• Document excerpt:
++++++++
Business news 16 November 2023

James Salmon, Operations Director.

Late payments remain an issue. Firms call for rates support. Price growth eases to 4.6% in October.  And more business news that we thought would interest our members.

Late payments remain an issue

According to a survey by an insurance premium finance company, late payments remain a major issue for SME’s with 22% saying that late payments have worsened in the last year. And that was on top of the 24% who said it had worsened that year too. Only 4% said their late payment issues had improved.

The research also showed 50% of SME’s expected revenue to rise in the next 12 months. Inflation however remains an issue with 24% saying they will have to raise their prices, 15% will have to cut staff costs, 12% are putting expansion plans on hold, 11% will cut investment in the business and 9% are looking to cut back on the commercial space they utilise.

Adam Morghem Premium Credit’s Strategy, Marketing & Communications Director said, “SME confidence remains high despite continuing economic challenges and the impact of higher inflation and interest rates. Managing cashflow remains a major issue however with many firms looking at potential cutbacks and price rises.

Are you affected by late payments?

Just call Peter Uwins, CPA’s National Sales Manager, on 020 8846 0000 (business hours) or email today.

When you see your money come in, you will be so glad you used CPA.

Firms call for rates support

A coalition of business groups representing the hospitality, retail and leisure sectors have called for a freeze on business rates and an extension of existing tax reliefs.

Organisations including UKHospitality and the British Retail Consortium say the retail and hospitality sectors face a combined bill of £2bn if rates are not frozen and tax reliefs are not extended, warning that the impact would be “disastrous” for their sectors. In a letter to the Chancellor, they said an inflationary increase in the business rates multiplier and removal of relief would result in “business failures, job losses and boarded-up properties in our high streets, denying people their livelihoods and their social pleasures.”

A 75% business rates discount for retail, leisure and hospitality firms is currently set to end on March 31.

Price growth eases to 4.6% in October

UK inflation fell to the lowest rate in two years last month, falling to 4.6% in the year to October from 6.7% in September.

Grant Fitzner, chief economist at the Office for National Statistics (ONS), said price rises slowed in October as “last year’s steep rise in energy costs has been followed by a small reduction in the energy price cap this year.”

The slowdown in price increases mean Prime Minister Rishi Sunak has achieved a target set in January of halving inflation by the end of the year from the 10.7% average in Q4 2022.

Suren Thiru, economics director at the ICAEW, said that the dip in inflation “owes more to the downward pressure on prices from falling energy costs and rising interest rates than any Government action.”

Chancellor Jeremy Hunt said the Government could take some credit after it made “some very difficult decisions” to control borrowing and debt to limit spending in the economy and the pressure on prices. While inflation has fallen from its peak of 11.1% in October 2022, it remains above the Bank of England’s 2% target.

Reflecting on the slowdown in inflation, RSM UK economist Thomas Pugh said: “This is unambiguously positive news for the broader economy and justifies the Monetary Policy Committees decision to keep interest rates on hold at 5.25%.” “Indeed, inflation is now 0.3 percentage points below the forecast the MPC made in August,” he added.
++++++++
• What the task requires:
Carry on the business news bulletin from its final sentence. The material plays no role here.

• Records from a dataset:
++++++++
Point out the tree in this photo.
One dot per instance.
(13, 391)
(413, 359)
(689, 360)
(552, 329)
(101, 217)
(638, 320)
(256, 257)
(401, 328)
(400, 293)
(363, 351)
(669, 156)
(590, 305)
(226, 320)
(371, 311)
++++++++
• Answer to the problem:
Falling inflation could accelerate rate cuts

Investors say better-than-expected inflation data could prompt the Bank of England to cut interest rates next spring. With inflation falling to 4.6% in October, money markets are pricing a rate cut in March, having previously forecast that the Bank would not deliver its first rate reduction since the pandemic until September.

Samuel Tombs, chief UK economist at Pantheon Macroeconomics, said: “October’s consumer prices report has rightly entrenched expectations that the Monetary Policy Committee will be able to start to reduce bank rate in about six months’ time.” Martin Beck, adviser to the EY Item Club, said: “The latest inflation numbers should continue to assuage earlier concerns about the stubbornness of UK inflation. They also reinforce the view that the Bank of England will start cutting interest rates from late next spring.”

Breakfast index

Although inflation has eased to 4.6%, the Breakfast index showed the price of the ingredients of a full English is still 7% higher than a year ago, underlining the cost of the essentials to UK families.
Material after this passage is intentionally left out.